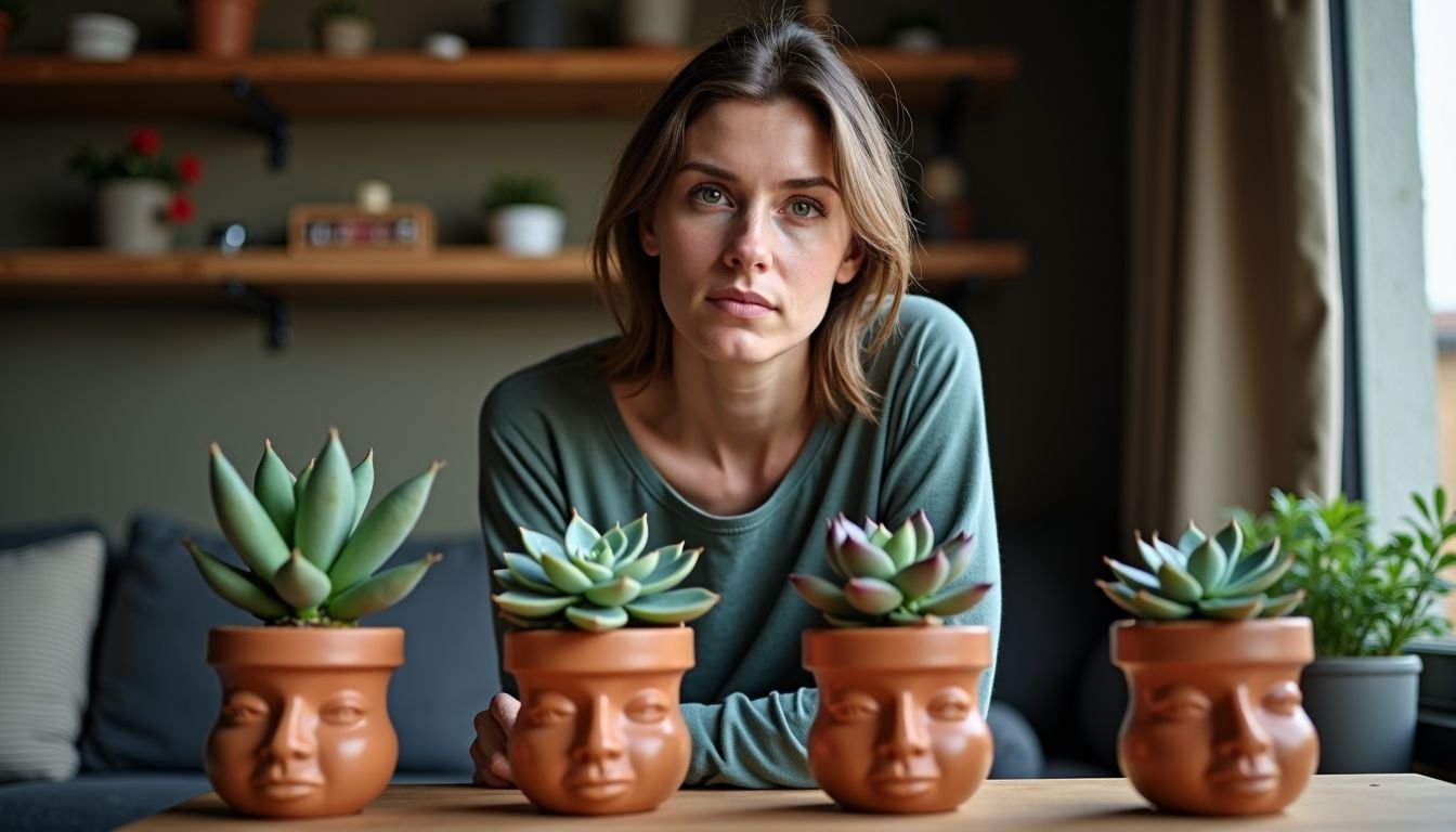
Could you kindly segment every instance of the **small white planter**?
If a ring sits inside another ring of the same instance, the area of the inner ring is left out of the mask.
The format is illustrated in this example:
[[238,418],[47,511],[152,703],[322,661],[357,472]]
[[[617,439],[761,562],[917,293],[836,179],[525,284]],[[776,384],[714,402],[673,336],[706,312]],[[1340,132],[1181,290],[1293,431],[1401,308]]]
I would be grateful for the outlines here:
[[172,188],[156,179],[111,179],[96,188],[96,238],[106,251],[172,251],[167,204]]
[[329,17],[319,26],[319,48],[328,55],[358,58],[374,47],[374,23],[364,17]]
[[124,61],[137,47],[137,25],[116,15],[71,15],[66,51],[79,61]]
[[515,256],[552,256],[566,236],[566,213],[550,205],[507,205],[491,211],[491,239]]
******************************
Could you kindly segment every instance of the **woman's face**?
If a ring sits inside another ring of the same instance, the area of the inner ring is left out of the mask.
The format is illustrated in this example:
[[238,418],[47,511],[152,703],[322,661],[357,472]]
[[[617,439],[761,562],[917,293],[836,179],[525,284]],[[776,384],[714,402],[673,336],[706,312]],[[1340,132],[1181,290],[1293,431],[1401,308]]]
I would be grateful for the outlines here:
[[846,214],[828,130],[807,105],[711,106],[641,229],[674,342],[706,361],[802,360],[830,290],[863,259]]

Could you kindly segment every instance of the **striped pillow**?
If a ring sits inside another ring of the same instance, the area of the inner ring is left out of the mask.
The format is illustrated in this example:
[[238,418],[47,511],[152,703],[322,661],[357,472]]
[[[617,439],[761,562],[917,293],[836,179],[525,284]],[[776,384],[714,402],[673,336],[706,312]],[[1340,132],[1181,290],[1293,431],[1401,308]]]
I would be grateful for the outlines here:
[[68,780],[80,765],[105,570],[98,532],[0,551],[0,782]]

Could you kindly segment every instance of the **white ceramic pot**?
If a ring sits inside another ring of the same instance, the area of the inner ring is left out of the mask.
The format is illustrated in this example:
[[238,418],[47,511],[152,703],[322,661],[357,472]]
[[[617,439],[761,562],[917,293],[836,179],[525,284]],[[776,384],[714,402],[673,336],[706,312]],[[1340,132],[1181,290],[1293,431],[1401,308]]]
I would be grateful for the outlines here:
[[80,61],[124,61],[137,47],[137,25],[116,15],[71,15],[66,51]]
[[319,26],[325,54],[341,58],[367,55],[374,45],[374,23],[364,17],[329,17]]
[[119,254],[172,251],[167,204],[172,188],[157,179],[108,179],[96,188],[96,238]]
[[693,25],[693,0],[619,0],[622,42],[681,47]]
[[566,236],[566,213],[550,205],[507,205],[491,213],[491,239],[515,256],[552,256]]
******************************
Written task. Collect every line of the records in which the word "kindly" appears and reproduce each such line in full.

Solution.
Could you kindly segment every instance of the **small white planter**?
Could you kindly segment every instance of the **woman's face**?
Could you kindly segment every instance of the **striped pillow**?
Could you kindly segment every instance of the **white ceramic pot**?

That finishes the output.